_Extract_
▼▼▼

Thursday, March 26, 2015

Nuts and 3d printed plastics


M3 and M4 screws are a very easy and strong way to connect 3d printed plastic parts that possible need to be taken apart again later. Gluing parts is another very good option, but only when you never need to take them apart any more.

The nuts can be either left on the surface of the plastic like here:


A bit more convenient is to embed the nuts in nut traps: either horizontal of vertical. They are then hold in place and don’t move when mounting the screws.


The drawbacks if the nut traps are various:

  • More work to design them.
  • Sometimes need to add extra support layers to hold the layers on top of them. Particularly is this needed when the nut trap is on the bottom of an object.
  • The horizontal ones do take away a lot of material, weakening the object. They can only be used in larger objects.
  • Need to have access to either the side or the back of the object.
  • Depending on the object the screws needed can get very long, because they have to go through part or whole of the object.

Then I came across these nuts you melt in the plastic. They solve lot of issues.


One is inserted into the plastic part.  They only need very little space and material, but still hold the plastic very strongly.

▲▲▲

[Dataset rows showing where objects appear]
▼▼▼

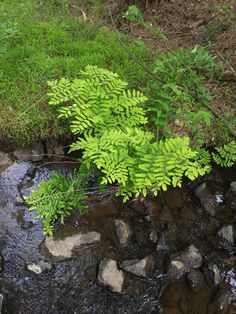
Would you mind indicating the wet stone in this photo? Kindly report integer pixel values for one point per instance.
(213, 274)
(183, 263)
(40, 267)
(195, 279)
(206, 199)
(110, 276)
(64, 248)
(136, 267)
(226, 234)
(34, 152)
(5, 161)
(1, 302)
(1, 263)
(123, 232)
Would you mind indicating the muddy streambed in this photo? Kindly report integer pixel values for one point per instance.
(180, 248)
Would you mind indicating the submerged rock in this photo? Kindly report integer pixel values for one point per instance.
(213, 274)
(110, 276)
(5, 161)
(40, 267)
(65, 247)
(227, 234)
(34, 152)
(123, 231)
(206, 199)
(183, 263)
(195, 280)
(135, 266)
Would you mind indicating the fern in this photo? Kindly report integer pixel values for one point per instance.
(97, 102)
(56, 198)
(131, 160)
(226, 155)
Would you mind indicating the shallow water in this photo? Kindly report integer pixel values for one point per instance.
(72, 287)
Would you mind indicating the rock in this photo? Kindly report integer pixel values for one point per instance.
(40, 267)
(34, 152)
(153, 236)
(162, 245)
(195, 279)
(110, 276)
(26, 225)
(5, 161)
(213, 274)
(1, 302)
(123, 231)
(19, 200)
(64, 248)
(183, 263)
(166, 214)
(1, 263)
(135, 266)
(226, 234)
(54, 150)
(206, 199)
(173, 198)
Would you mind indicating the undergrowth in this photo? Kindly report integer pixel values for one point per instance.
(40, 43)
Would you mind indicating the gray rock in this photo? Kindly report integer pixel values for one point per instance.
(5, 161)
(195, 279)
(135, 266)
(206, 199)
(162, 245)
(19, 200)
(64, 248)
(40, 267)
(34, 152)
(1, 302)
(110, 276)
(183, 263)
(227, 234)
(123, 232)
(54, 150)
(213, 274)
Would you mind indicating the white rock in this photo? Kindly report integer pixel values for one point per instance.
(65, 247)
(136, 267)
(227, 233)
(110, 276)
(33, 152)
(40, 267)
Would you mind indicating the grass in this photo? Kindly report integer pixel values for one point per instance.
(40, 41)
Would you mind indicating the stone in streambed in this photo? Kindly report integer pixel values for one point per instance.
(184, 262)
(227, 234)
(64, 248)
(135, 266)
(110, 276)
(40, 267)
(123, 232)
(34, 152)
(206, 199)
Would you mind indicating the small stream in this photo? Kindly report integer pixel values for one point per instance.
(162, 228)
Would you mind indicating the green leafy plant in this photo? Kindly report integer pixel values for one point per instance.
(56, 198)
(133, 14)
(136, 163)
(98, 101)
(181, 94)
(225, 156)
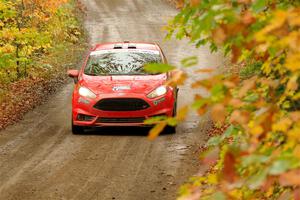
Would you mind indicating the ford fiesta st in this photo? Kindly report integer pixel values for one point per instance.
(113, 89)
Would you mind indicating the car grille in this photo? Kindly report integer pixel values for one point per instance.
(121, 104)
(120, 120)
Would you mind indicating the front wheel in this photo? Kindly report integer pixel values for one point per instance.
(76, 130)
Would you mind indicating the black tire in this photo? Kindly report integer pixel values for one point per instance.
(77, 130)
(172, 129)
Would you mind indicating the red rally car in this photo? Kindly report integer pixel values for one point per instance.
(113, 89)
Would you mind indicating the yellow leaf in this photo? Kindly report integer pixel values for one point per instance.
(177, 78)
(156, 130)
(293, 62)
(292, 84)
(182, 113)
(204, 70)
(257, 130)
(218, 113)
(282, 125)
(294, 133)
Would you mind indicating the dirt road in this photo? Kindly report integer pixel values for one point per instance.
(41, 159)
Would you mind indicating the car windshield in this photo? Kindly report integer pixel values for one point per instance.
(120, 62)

▲▲▲
▼▼▼

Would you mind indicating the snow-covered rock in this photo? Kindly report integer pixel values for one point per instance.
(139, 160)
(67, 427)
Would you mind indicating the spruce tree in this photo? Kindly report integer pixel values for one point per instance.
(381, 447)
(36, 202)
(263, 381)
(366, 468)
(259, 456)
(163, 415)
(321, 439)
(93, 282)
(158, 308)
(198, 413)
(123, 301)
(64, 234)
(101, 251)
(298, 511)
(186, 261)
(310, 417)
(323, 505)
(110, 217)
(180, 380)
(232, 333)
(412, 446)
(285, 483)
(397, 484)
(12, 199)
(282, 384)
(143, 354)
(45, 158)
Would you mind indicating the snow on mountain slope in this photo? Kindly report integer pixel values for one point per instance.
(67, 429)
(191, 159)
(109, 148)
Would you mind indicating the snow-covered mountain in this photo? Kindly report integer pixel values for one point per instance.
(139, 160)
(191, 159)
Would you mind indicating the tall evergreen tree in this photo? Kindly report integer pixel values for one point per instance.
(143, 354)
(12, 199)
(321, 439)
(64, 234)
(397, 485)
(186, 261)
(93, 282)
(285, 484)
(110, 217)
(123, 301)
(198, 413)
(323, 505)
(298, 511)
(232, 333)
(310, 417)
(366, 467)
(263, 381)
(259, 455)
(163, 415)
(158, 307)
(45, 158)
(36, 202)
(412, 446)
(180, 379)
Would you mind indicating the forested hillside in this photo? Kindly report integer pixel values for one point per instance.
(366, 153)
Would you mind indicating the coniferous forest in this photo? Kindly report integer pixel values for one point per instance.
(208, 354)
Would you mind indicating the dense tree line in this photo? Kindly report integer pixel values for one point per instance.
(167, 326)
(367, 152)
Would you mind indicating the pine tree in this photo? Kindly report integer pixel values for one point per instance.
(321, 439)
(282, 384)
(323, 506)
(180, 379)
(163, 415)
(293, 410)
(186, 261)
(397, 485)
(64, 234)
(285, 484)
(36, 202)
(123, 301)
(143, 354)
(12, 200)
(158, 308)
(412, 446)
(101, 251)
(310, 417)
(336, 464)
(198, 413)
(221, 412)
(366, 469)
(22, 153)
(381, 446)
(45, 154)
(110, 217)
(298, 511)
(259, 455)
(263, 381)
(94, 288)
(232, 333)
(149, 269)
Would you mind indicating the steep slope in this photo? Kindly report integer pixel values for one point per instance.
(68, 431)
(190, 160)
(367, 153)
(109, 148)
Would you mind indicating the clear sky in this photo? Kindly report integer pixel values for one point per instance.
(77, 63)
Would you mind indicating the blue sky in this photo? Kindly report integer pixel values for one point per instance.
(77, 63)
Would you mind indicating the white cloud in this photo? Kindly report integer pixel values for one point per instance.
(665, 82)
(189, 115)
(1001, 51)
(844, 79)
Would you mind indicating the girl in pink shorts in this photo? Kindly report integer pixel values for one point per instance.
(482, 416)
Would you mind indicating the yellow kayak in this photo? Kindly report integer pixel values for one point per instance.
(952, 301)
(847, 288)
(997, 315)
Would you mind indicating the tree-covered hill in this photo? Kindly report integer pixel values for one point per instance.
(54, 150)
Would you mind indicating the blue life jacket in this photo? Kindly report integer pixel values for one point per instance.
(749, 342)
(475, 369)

▲▲▲

_Task instructions_
a - In the post on nuts in 3D printed plastics, reproduce word for word the passage that starts with the words containing "The nuts can" and ends with "to design them.".
b - Which screw sizes does the post on nuts in 3D printed plastics name as an easy and strong way to connect parts?
c - Extend the post on nuts in 3D printed plastics, picking up after its last sentence.
The lines of dataset rows play no part in what you are asked to do.

_Outputs by task_
a -
The nuts can be either left on the surface of the plastic like here:


A bit more convenient is to embed the nuts in nut traps: either horizontal of vertical. They are then hold in place and don’t move when mounting the screws.


The drawbacks if the nut traps are various:

  • More work to design them.

b - M3 and M4 screws.

c -
They come if lots of all kinds different lengths, diameter and screw sizes. The ones shown in the picture are M3 x 4mm high x 4mm diameter. They are mounted in the plastic using a soldering iron set to 250 degree for ABS.

Here is an example of use of them: hold the spring screw.




To make a pinball you need a surprising amount of things. Even when I making most parts of the pinball myself, you still needs lots of them. My desk is full of stuff.

I just got my parcel from Marco with rubbers and balls. I ordered the FirePower rubber set. Likely  most rubbers will match, but some will not because I will change some parts on the playfield.

Marco uses a strange company to handle the international orders : IGlobal. I paid 5 dollar extra for tracking. But do you think they the send me a tracking number?  Had to ask for it. First they email I didn’t pay for tracking, but then it occurred to them I had, and send me one. Still a useless tracking number: it was not tracked, even when the latest due date of the parce was just 4 days away. Suddenly it popped up:  It was only tracking the part in New Zealand ! What a waste of money for a tracking number! The only good things ware that the customer service answered very fast and the parcel did arrive.

Likely will not order much any more from the USA: the shipping cost is killing !


It was nice to see that the rubbers fit the flippers very well .



Also received where the WS2812 addressable RGB leds. These are quite nice because the vendor already soldered a 10cm lead between the Leds. So in most places this will be long enough to go from one playfield insert to the next. This will save me a huge amount of soldering.  In some places the distance will be too long, and I will need to extend the wire.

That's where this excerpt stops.